___ EXCERPTED PASSAGE
A number of measures to prevent the degradation of coolant by microorganisms have been attempted with the objective to prolong the life of the coolant and to reduce odors and health risks associated with coolant spoilage. To minimize these risks and the hazards of contaminated coolant fluids, many facilities add appreciable levels of various biocides to coolant fluids to kill and inhibit the growth of microorganisms (e.g. U.S. Pat. No. 3,230,137). In general, coolants perform properly in the presence of these additives. However, allergic reactions to the biocides were common. In many cases, the biocides interacted with the skin of workers and caused various forms of hypersensitivity and dermatitis. In short, although bacterial counts can be reduced over the short term, biocides were often more problematic than the microorganisms themselves. Ultimately, the microorganisms overcome the biocides and the microbial degradation of coolant and contaminants results in foul odors in the work environment.
Conventional techniques, although useful in the short term, do not provide long term reduction of microbial counts in large industrial systems by more than a single log and, more importantly, only prolong coolant life for a short period despite their high cost. Other techniques such as aeration of coolant and thorough cleaning of the lines and machines through which the coolant flows proved to be largely unsuccessful in maintaining low levels of bacterial populations. Bacteria regrow in this environment due to the presence of available nutrients, and overcome inhibitory factors introduced by aeration or chemical management. Ultimately, the bacteria take hold throughout the coolant system.
Other, newer methods for the disinfection of coolant include pasteurization. In this process, coolant is heated to a pasteurizing temperature for a required period of time and subsequently cooled to an operating temperature. This process is energy intensive and the costs, resulting from the heating and cooling steps, are high. Although attempts have been made to keep pasteurization temperatures below the critical temperature that would destroy or denature the coolant, constant temperature cycling negatively effects coolant components. Consequently, there is a strong need for a safe and environmentally friendly method for the disinfection of industrial and other fluids.
______
___ GIVEN DATA
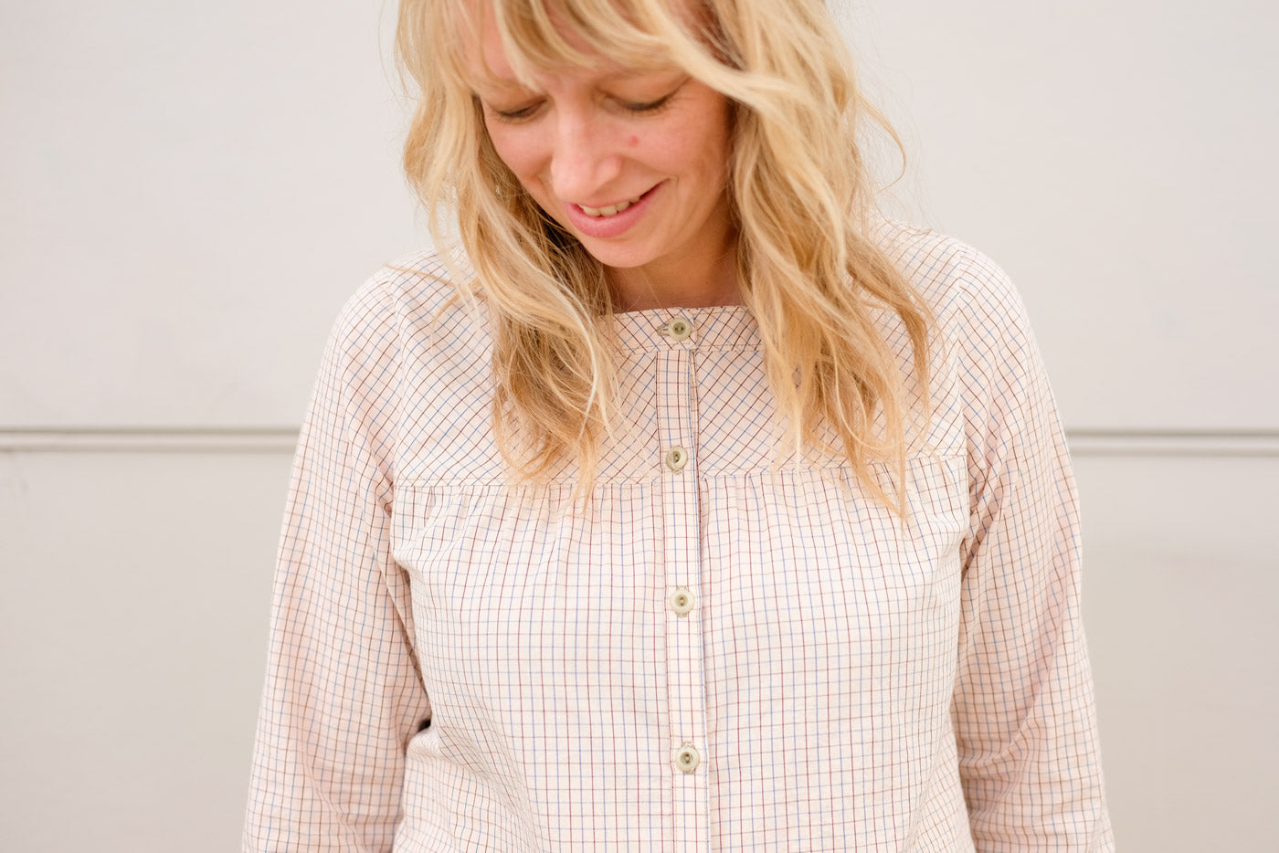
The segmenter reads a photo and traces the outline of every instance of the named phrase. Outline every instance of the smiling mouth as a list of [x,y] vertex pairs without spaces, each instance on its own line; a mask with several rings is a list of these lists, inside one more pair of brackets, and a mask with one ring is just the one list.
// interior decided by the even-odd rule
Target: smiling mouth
______
Update the passage on coolant disinfection from "Other, newer methods" up to and including "and other fluids.", replacing "pasteurization" with "heat treatment" throughout, and give that stretch of the passage again.

Other, newer methods for the disinfection of coolant include heat treatment. In this process, coolant is heated to a pasteurizing temperature for a required period of time and subsequently cooled to an operating temperature. This process is energy intensive and the costs, resulting from the heating and cooling steps, are high. Although attempts have been made to keep heat treatment temperatures below the critical temperature that would destroy or denature the coolant, constant temperature cycling negatively effects coolant components. Consequently, there is a strong need for a safe and environmentally friendly method for the disinfection of industrial and other fluids.